WHAT YOU HAVE TO DO: Below is a set of entries. Reproduce exactly the lines from the one containing "If you would be so good as to mark the turquoise" through the end, both included.
-- START OF INPUT FOR THIS TASK --
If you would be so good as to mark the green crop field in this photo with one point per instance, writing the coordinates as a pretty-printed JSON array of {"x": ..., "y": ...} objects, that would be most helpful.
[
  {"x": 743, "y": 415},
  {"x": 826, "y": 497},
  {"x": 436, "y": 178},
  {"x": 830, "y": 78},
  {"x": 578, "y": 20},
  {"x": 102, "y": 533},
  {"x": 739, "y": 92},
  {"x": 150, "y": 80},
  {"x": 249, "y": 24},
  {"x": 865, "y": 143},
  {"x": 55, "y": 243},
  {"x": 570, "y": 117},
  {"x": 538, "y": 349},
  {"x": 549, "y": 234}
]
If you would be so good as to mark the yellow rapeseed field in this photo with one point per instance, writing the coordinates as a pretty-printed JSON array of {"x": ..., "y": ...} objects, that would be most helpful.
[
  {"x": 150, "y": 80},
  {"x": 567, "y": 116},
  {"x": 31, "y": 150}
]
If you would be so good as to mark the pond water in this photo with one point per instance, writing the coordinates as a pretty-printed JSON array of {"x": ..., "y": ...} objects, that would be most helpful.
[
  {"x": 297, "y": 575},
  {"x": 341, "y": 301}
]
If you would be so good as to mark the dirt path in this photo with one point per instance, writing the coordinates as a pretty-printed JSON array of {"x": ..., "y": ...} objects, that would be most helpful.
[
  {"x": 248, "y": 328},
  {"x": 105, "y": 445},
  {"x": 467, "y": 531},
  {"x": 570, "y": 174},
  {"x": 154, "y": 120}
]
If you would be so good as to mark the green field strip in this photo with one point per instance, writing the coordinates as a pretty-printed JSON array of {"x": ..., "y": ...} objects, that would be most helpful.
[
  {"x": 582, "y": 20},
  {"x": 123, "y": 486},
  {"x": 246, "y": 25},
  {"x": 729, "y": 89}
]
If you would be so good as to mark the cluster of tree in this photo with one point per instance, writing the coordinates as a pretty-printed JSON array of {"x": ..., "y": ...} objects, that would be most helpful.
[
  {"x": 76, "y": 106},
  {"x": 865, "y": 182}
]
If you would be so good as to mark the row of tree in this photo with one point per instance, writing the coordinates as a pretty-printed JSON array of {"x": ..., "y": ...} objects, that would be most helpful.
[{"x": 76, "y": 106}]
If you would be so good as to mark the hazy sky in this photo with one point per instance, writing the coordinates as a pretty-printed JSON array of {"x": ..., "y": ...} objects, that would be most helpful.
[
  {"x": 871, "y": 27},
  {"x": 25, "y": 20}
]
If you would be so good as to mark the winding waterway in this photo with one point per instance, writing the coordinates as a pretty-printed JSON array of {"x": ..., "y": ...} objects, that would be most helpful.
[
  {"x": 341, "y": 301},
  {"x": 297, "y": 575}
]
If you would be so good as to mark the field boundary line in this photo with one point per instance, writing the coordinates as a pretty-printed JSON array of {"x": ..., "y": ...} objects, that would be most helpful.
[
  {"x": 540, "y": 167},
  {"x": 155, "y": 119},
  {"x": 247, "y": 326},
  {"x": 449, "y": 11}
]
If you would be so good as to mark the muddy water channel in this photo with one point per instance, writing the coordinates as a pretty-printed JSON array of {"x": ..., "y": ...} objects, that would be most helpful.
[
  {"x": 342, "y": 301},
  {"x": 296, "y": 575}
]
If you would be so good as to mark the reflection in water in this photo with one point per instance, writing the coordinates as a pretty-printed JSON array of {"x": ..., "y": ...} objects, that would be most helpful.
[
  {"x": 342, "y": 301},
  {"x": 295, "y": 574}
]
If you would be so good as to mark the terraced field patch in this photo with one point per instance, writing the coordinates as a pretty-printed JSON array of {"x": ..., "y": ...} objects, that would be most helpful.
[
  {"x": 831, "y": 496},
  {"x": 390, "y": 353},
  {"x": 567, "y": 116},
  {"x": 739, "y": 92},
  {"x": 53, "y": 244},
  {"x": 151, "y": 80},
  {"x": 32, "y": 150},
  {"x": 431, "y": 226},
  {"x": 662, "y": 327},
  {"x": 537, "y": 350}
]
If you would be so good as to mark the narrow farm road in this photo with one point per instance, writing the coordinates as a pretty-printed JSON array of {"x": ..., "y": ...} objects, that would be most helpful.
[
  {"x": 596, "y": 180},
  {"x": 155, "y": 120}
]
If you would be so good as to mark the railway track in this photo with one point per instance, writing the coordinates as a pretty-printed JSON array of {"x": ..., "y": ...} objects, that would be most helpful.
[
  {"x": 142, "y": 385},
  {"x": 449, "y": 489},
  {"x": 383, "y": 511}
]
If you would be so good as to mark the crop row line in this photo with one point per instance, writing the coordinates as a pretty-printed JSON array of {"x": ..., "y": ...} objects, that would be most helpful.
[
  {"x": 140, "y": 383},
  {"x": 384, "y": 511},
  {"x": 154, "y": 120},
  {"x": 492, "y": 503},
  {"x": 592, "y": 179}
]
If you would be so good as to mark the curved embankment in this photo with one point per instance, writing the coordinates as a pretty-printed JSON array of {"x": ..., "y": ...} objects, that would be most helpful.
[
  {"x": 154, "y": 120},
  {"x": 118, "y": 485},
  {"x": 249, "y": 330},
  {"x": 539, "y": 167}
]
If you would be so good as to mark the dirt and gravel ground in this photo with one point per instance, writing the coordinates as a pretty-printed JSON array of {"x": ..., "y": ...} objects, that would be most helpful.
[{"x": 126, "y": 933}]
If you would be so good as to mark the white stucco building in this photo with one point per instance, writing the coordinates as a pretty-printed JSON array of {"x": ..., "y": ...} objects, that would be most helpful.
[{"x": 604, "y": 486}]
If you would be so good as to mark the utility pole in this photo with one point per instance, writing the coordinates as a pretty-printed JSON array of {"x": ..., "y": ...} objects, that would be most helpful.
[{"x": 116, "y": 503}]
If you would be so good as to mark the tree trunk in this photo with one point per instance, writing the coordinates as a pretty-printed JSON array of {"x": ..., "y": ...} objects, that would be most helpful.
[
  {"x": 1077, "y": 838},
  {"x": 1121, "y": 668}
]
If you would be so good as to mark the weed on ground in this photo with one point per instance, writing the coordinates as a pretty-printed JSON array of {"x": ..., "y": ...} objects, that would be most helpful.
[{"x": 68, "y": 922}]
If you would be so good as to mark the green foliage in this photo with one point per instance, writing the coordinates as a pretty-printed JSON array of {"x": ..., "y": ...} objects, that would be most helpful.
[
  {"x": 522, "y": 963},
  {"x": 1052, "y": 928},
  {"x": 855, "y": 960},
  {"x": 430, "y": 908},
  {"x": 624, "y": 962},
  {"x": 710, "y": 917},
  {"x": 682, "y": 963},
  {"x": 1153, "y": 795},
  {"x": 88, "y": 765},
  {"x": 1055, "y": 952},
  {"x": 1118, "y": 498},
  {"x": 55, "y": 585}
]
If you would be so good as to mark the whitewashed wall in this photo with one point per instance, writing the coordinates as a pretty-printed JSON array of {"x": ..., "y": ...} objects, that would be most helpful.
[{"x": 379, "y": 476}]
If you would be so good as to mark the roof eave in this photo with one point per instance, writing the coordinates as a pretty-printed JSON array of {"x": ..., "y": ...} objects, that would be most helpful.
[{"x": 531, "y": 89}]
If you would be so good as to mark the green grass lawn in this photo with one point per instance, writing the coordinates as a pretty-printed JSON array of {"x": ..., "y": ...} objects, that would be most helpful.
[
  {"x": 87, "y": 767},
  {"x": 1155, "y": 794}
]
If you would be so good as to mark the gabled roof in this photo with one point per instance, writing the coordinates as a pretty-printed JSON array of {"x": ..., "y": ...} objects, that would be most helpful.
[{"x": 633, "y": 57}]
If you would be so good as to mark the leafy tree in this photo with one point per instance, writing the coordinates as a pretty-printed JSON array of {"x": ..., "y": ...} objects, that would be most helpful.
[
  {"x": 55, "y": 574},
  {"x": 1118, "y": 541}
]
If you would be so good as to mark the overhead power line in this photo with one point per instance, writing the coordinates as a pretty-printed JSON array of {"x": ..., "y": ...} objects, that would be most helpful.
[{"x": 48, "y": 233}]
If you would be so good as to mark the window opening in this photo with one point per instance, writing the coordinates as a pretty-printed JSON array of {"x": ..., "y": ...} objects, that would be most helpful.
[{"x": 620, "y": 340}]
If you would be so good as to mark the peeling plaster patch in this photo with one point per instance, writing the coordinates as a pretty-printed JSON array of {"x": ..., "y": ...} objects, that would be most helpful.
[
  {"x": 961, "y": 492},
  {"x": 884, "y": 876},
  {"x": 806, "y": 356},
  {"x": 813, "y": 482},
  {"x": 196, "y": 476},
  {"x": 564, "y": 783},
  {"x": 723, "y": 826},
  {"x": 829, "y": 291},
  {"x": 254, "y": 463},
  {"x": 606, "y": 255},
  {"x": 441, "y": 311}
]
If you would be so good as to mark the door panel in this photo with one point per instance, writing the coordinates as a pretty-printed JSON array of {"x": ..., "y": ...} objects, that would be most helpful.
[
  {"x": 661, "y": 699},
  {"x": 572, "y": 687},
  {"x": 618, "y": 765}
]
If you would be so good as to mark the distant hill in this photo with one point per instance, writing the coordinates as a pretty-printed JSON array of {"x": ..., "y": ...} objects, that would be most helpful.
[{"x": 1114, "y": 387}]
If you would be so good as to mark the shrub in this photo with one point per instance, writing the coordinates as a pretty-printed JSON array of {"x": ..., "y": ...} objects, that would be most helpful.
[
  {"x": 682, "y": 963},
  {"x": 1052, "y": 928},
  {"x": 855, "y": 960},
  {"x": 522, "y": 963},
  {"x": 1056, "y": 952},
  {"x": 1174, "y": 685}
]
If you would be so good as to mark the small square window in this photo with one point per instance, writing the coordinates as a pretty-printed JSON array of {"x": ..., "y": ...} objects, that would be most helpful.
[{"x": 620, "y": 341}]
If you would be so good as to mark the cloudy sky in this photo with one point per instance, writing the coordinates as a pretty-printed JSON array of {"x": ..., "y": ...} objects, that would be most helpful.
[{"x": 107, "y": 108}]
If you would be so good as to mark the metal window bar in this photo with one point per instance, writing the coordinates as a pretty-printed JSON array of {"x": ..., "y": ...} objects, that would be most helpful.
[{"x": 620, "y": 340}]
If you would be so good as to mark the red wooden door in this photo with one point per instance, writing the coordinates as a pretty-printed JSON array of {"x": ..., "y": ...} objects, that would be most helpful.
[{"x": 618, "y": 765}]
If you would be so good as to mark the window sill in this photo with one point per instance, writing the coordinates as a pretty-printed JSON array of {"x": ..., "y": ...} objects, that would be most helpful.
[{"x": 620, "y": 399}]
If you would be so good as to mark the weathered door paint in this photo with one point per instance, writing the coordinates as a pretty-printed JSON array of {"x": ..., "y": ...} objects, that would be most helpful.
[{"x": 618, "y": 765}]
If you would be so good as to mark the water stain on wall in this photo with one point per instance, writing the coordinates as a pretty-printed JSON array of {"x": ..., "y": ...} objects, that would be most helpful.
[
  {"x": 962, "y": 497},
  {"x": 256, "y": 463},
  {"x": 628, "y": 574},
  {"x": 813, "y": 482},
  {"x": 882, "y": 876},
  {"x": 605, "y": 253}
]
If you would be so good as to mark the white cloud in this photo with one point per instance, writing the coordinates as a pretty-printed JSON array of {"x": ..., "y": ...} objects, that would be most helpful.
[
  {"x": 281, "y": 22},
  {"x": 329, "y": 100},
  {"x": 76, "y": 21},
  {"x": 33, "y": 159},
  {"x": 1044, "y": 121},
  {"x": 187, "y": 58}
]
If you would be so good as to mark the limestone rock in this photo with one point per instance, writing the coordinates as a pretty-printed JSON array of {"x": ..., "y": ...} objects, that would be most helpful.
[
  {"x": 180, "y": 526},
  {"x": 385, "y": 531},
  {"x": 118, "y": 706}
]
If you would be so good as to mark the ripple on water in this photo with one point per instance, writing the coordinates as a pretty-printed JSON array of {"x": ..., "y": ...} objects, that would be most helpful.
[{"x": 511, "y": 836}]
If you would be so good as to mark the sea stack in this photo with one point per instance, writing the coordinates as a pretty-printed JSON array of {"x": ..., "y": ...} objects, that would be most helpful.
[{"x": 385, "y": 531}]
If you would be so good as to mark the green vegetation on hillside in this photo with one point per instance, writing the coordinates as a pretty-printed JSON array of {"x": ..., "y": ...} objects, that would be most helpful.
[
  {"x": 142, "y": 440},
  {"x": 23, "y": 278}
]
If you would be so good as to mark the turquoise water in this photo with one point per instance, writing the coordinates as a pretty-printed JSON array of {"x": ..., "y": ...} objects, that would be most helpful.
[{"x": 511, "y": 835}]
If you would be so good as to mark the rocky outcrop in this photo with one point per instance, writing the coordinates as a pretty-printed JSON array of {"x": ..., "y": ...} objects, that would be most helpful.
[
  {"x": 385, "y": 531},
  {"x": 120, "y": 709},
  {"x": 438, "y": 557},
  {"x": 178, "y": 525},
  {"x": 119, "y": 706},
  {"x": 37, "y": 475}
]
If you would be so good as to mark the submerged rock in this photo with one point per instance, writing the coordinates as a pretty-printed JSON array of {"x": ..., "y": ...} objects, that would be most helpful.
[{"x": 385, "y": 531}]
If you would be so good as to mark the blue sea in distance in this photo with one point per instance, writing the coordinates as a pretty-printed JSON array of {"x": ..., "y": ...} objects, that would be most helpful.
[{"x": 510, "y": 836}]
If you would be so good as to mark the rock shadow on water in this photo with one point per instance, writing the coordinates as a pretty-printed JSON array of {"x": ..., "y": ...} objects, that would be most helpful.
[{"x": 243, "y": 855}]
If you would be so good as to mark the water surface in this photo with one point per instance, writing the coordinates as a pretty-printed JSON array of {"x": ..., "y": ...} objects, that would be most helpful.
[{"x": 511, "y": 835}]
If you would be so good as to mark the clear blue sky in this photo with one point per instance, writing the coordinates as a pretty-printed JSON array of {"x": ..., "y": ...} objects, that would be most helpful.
-- END OF INPUT FOR THIS TASK --
EXERCISE RESULT:
If you would be so good as to mark the turquoise water in this photo with one point per instance, writing the coordinates as a pretty-printed JSON array of {"x": ..., "y": ...} objects, that would be most helpful.
[{"x": 511, "y": 835}]
If you would be so good as to mark the rocky outcrop in this photo with one point per instance, writing the coordinates as a pretty-printed JSON array of {"x": ..., "y": ...} objects, that would be most helpful.
[
  {"x": 385, "y": 531},
  {"x": 120, "y": 709},
  {"x": 438, "y": 557},
  {"x": 178, "y": 525},
  {"x": 119, "y": 706},
  {"x": 37, "y": 475}
]
If you would be so good as to mark the submerged rock in this photo with one point per instance, writing the coordinates as a pretty-printed JSON array of {"x": ..., "y": ...} objects, that would be most helpful.
[{"x": 385, "y": 531}]
If you would be so good as to mark the blue sea in distance in this photo with one point per instance, writing the coordinates as a pretty-printed JSON array of {"x": ..., "y": ...} objects, that would be most helpful.
[{"x": 510, "y": 836}]
If you would be so good as to mark the rock shadow on water in this photo with one point per instance, writing the coordinates as a pretty-printed JSON array of {"x": ..., "y": ...} objects, that would be most helpful.
[{"x": 243, "y": 855}]
If you would be so good as to mark the water surface in this photo with one point per instance, writing the coordinates as a pretty-printed JSON array of {"x": ..., "y": ...} objects, that would be most helpful.
[{"x": 511, "y": 835}]
If you would be so good as to mark the clear blue sky in this photo with one point per instance, writing the coordinates as a pretty-printed JSON array of {"x": ..., "y": ...} objects, that would be most helpful.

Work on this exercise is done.